*Prompt:* In the records below, replace "photo" with "image" wherever it occurs and leave everything else unchanged. Omit the pictures from your answer.
::::::::::
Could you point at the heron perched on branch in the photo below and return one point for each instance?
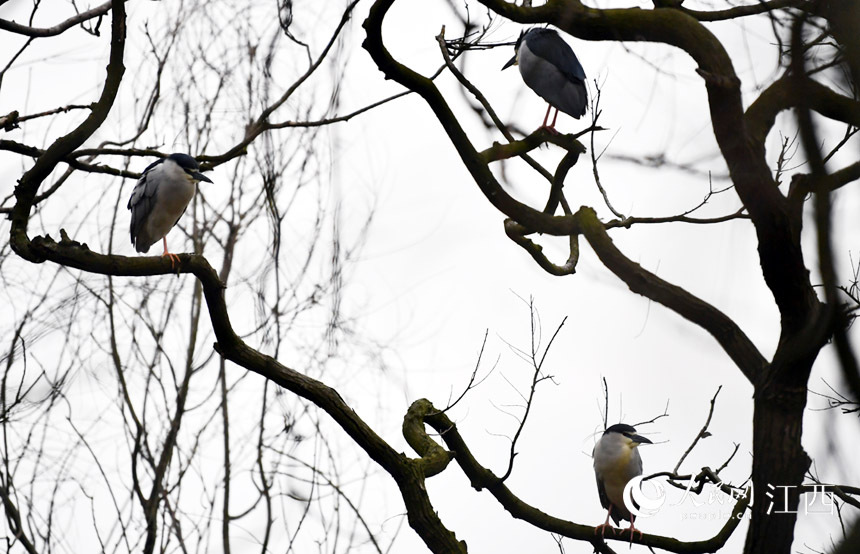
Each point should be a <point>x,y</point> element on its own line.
<point>550,68</point>
<point>159,199</point>
<point>616,462</point>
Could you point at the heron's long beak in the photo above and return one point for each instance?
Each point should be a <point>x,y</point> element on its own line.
<point>639,439</point>
<point>512,61</point>
<point>200,177</point>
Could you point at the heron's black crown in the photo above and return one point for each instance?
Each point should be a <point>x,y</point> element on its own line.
<point>621,428</point>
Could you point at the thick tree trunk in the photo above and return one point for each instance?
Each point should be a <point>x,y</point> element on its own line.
<point>779,464</point>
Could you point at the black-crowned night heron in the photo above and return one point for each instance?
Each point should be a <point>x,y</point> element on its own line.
<point>617,461</point>
<point>550,68</point>
<point>159,199</point>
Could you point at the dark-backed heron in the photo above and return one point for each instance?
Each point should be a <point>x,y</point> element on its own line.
<point>550,68</point>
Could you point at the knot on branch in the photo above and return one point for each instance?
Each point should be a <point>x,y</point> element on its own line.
<point>536,139</point>
<point>9,121</point>
<point>721,81</point>
<point>434,459</point>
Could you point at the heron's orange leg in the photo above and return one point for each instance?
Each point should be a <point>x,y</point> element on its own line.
<point>174,259</point>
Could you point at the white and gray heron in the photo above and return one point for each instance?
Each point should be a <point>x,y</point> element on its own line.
<point>159,199</point>
<point>616,462</point>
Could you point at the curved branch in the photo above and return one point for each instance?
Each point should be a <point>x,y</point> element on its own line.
<point>37,32</point>
<point>790,92</point>
<point>408,473</point>
<point>777,231</point>
<point>733,340</point>
<point>25,192</point>
<point>737,12</point>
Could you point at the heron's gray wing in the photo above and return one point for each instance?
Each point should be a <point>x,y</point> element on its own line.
<point>141,204</point>
<point>548,45</point>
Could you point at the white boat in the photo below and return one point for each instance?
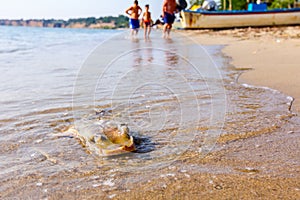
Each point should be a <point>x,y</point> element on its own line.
<point>230,19</point>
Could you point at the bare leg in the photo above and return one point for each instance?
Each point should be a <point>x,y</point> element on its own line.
<point>149,31</point>
<point>165,30</point>
<point>145,31</point>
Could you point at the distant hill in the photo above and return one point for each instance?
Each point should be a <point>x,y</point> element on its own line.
<point>108,22</point>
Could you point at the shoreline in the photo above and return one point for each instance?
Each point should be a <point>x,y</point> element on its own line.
<point>268,56</point>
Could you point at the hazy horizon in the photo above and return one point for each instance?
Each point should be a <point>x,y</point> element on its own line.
<point>67,9</point>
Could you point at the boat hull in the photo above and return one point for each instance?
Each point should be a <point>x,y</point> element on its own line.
<point>231,19</point>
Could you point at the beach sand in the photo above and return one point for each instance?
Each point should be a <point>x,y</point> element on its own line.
<point>272,53</point>
<point>261,166</point>
<point>265,166</point>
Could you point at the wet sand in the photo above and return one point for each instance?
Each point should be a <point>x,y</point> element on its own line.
<point>266,166</point>
<point>262,165</point>
<point>271,53</point>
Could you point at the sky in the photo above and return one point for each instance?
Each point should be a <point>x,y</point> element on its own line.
<point>65,9</point>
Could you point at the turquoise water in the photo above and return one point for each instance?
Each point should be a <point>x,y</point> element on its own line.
<point>176,96</point>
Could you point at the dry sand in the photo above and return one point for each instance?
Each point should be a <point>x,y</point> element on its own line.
<point>272,53</point>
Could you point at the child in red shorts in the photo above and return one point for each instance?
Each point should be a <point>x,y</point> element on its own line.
<point>147,22</point>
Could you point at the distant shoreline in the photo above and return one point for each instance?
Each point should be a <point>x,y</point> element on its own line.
<point>108,22</point>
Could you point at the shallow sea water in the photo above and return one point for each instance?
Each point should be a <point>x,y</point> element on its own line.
<point>177,97</point>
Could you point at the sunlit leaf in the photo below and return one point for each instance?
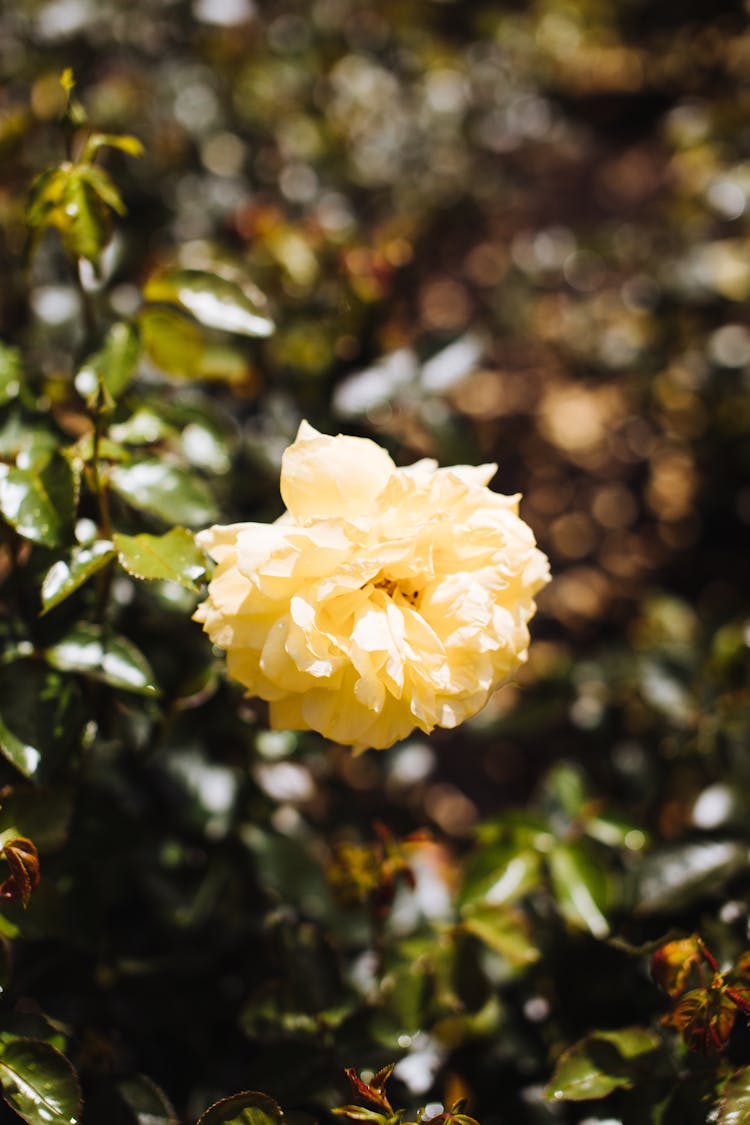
::::::::::
*Reply:*
Could you point at the heron perched on branch in the image below and return one point for each instance?
Each point should be a <point>x,y</point> element on its own line.
<point>550,68</point>
<point>159,199</point>
<point>616,462</point>
Could you point at the heron's long beak in the image above and return one point for each instance?
Each point should be a <point>x,y</point> element on its own line.
<point>639,439</point>
<point>512,61</point>
<point>200,177</point>
Could you point at the heron's black crown in the image above and return one point for each instance?
Each point should be a <point>x,y</point> element on its own line.
<point>621,428</point>
Could you point at the thick tree trunk in the image above and return one point for each instance?
Each point should be a <point>x,y</point> element on its own line.
<point>779,464</point>
Could you point at the black-crowned night heron in the image above and return one point for each instance?
Each point should be a <point>x,y</point> element on its own line.
<point>617,461</point>
<point>550,68</point>
<point>159,199</point>
Could you point at the dark-backed heron in the image above and return one point for each instance?
Each point should be a <point>x,y</point> element on its own line.
<point>550,68</point>
Could you point at the knot on branch in the image above and return one point for each instance?
Each point should be a <point>x,y</point> element on its own line.
<point>536,139</point>
<point>9,121</point>
<point>721,81</point>
<point>434,459</point>
Could you point at the heron's orange leg in the image above and return one point for each instance?
Each point should be a <point>x,y</point> element on its own line.
<point>174,259</point>
Could you point at the white and gray heron in the image above and return one point for each instance?
Each point should be a <point>x,y</point> element on its own line.
<point>159,199</point>
<point>616,462</point>
Could you point at the curved branch in the image above and return one point for each instance?
Each point should be a <point>x,y</point> element on its own line.
<point>37,32</point>
<point>790,92</point>
<point>408,473</point>
<point>777,231</point>
<point>733,340</point>
<point>25,192</point>
<point>737,12</point>
Could you point at the heron's gray wing in the image above and return one point for each instance?
Each point should be a <point>x,y</point> element on its own line.
<point>141,204</point>
<point>548,45</point>
Could you point at the white boat in the image below and return one point for each instance?
Each point should be a <point>x,y</point> element on its own line.
<point>230,19</point>
Could you point at the bare leg in the image above and return one point for each instance?
Each point should be a <point>x,y</point> element on its own line.
<point>149,31</point>
<point>165,30</point>
<point>145,31</point>
Could you point at the distant hill in the image above and return one point for each instance?
Each point should be a <point>x,y</point> element on its own line.
<point>108,22</point>
Could you point at the shoreline in the image above and return one point for each instance?
Each point should be a <point>x,y</point> element on its own line.
<point>268,56</point>
Could you point at the hazy horizon in the image above and return one point for each instance?
Each point should be a <point>x,y</point> element on its own line.
<point>67,9</point>
Could you point at the boat hull in the image above and return one point for each instance?
Each point should be a <point>x,y</point> element on its own line.
<point>231,19</point>
Could you point at the beach sand in the image above and return one point for each instance?
Each point should be a <point>x,y</point> element on its own line.
<point>272,53</point>
<point>261,166</point>
<point>265,166</point>
Could you point at the wet sand in the image above and return one point for each instance?
Each point should be a <point>x,y</point> element on its own line.
<point>266,166</point>
<point>262,165</point>
<point>271,53</point>
Could you point at the sky in the image above and return one point for each instance?
Each point should be a <point>x,y</point> element on its own line.
<point>65,9</point>
Could you point at the turquoise water in the image above and return one point for each instance?
Each point should be a <point>x,y</point> element on its own line.
<point>176,96</point>
Could you point at the dry sand in the image above and return one point for each instance?
Each point should be a <point>x,y</point> element on its own line.
<point>272,53</point>
Could you point at the child in red shorts in the image above and return one point for each instance?
Each point should be a <point>x,y</point> element on its own line.
<point>147,22</point>
Could you point at the distant shoreline in the image above and return one point for each instance?
Each point should be a <point>x,y</point> element on its own line.
<point>108,22</point>
Could you point at the shallow sea water in the image above and return one point for each instance?
Each point should be a <point>x,y</point> element on its own line.
<point>177,97</point>
Could you point at the sunlit leaf in the image below and return one point for each instance?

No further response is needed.